_What needs to be done:_ Render the part of the data that opens with the line containing "In this exercise you will mark every instance of the oven" and closes with the line containing "<point>102,270</point>" as a two-column CSV with the headers instruction and point. Give one row per instruction, place the instruction text and its answer each in a single quoted field, and replace any line breaks with spaces.

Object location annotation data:
------------------------------

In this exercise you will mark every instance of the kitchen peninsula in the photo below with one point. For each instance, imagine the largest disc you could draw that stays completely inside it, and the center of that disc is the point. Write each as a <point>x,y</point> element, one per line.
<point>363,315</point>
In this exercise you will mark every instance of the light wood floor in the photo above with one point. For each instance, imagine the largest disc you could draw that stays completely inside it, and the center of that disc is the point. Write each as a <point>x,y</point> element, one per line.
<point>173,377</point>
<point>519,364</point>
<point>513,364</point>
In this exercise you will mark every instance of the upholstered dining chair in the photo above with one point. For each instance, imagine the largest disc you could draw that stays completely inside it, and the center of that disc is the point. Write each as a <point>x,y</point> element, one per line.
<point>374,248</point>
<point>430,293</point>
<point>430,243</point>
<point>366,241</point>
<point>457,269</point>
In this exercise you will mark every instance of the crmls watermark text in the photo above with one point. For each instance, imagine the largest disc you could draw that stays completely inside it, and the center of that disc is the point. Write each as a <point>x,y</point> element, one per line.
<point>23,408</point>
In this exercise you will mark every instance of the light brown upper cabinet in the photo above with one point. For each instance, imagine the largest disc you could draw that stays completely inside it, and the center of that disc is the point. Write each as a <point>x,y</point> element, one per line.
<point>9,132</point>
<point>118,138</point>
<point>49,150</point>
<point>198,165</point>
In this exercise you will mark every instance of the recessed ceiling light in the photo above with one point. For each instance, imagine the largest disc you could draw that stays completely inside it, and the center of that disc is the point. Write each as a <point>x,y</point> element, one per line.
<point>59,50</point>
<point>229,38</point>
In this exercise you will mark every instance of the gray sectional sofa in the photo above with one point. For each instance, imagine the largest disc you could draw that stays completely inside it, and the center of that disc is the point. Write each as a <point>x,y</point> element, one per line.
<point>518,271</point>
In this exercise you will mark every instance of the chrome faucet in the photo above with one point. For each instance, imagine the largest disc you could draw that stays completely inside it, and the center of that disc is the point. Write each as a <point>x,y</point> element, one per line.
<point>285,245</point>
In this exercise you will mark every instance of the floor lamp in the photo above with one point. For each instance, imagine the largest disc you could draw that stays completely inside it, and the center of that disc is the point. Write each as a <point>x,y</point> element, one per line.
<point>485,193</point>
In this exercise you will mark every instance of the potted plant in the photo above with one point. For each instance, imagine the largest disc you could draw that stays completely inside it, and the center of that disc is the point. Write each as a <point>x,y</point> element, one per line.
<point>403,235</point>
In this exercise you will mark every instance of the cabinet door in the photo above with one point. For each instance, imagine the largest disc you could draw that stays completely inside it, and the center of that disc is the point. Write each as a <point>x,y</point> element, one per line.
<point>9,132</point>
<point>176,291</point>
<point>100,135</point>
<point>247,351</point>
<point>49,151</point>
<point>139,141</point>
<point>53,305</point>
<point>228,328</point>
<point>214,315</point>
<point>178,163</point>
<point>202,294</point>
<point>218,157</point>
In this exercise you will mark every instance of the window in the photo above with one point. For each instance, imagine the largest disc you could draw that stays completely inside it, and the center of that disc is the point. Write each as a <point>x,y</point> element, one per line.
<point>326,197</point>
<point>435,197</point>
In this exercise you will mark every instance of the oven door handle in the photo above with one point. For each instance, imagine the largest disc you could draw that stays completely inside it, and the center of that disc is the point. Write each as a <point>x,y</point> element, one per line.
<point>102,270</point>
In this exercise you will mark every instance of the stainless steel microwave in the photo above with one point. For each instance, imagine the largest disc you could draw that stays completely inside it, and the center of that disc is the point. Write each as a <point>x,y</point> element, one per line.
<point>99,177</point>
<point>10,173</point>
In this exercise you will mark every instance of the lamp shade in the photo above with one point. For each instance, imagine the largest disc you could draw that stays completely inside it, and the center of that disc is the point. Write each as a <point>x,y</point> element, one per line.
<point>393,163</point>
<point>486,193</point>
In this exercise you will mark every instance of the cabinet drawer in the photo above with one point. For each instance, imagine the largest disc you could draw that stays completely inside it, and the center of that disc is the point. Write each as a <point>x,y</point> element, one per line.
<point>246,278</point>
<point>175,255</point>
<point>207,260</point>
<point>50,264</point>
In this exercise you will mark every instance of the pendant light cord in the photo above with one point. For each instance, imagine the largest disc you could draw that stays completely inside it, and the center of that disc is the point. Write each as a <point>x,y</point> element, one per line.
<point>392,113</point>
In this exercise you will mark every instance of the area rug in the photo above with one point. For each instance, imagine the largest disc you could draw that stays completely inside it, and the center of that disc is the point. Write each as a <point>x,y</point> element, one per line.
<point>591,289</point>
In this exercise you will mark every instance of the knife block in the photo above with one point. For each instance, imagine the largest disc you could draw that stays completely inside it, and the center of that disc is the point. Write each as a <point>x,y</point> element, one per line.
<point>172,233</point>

------------------------------

_Correct answer:_
instruction,point
"In this exercise you will mark every instance of the oven door handle in the photo above with one point. For each instance, imagine the largest disc you could draw that stays completely inside it, and the center of that disc is the point. Write each as a <point>x,y</point> element, one per line.","<point>102,270</point>"